■ **Set exercise**
Render every line of the records below as a JSON list of strings, one string per line, with blank lines omitted.

■ **Extracted records**
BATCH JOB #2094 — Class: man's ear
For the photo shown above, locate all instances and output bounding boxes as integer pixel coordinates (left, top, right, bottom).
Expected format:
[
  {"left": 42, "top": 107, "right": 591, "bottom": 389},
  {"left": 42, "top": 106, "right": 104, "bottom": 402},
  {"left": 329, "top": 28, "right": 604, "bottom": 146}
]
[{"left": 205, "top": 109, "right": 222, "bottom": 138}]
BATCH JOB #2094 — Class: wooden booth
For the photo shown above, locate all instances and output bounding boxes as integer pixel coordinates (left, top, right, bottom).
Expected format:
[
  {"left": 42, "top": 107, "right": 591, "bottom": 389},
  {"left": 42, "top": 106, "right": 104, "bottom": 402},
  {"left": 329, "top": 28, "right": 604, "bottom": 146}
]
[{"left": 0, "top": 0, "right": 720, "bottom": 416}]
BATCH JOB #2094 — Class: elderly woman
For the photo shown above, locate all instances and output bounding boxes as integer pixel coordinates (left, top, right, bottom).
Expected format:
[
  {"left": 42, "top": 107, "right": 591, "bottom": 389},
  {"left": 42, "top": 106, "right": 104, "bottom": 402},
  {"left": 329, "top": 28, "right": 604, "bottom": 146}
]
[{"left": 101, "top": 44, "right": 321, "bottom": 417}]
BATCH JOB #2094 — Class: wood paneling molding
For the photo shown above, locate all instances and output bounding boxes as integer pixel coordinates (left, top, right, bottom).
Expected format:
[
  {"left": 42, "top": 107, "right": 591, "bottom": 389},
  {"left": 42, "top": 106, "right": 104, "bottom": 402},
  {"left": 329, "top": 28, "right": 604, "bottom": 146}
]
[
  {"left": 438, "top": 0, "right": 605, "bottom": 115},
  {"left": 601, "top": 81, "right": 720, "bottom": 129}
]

■ **Task result**
[
  "BATCH JOB #2094 — Class: man's ear",
  "For the photo shown above, locate all instances and output bounding boxes as integer pixel coordinates (left, top, right, bottom).",
  "Expected format:",
  "[",
  "  {\"left\": 42, \"top\": 107, \"right\": 591, \"bottom\": 389},",
  "  {\"left\": 42, \"top\": 106, \"right\": 104, \"bottom\": 402},",
  "  {\"left\": 329, \"top\": 28, \"right\": 604, \"bottom\": 146}",
  "]",
  "[{\"left\": 205, \"top\": 109, \"right\": 222, \"bottom\": 138}]",
  "BATCH JOB #2094 — Class: wooden booth",
  "For the photo shown above, locate all instances and output bounding boxes as integer pixel coordinates (left, top, right, bottom).",
  "Expected format:",
  "[",
  "  {\"left\": 42, \"top\": 107, \"right\": 591, \"bottom\": 389},",
  "  {\"left\": 42, \"top\": 106, \"right\": 104, \"bottom\": 402},",
  "  {\"left\": 329, \"top\": 28, \"right\": 604, \"bottom\": 146}",
  "]",
  "[{\"left\": 0, \"top\": 0, \"right\": 720, \"bottom\": 416}]",
  "BATCH JOB #2094 — Class: elderly woman",
  "For the photo shown above, locate all instances and output bounding boxes as integer pixel coordinates (left, top, right, bottom).",
  "Expected format:",
  "[",
  "  {\"left\": 42, \"top\": 107, \"right\": 591, \"bottom\": 389},",
  "  {\"left\": 42, \"top\": 106, \"right\": 104, \"bottom\": 402},",
  "  {\"left\": 329, \"top\": 28, \"right\": 604, \"bottom\": 146}",
  "]",
  "[{\"left\": 101, \"top\": 44, \"right\": 321, \"bottom\": 417}]",
  "BATCH JOB #2094 — Class: wood paneling molding",
  "For the photo shown above, locate all instances and output bounding boxes as integer pixel coordinates (left, top, right, bottom).",
  "Expected format:",
  "[",
  "  {\"left\": 42, \"top\": 107, \"right\": 591, \"bottom\": 389},",
  "  {\"left\": 42, \"top\": 106, \"right\": 104, \"bottom\": 402},",
  "  {\"left\": 329, \"top\": 28, \"right\": 604, \"bottom\": 146}",
  "]",
  "[",
  "  {\"left\": 438, \"top\": 0, \"right\": 605, \"bottom\": 115},",
  "  {\"left\": 601, \"top\": 81, \"right\": 720, \"bottom\": 129}",
  "]"
]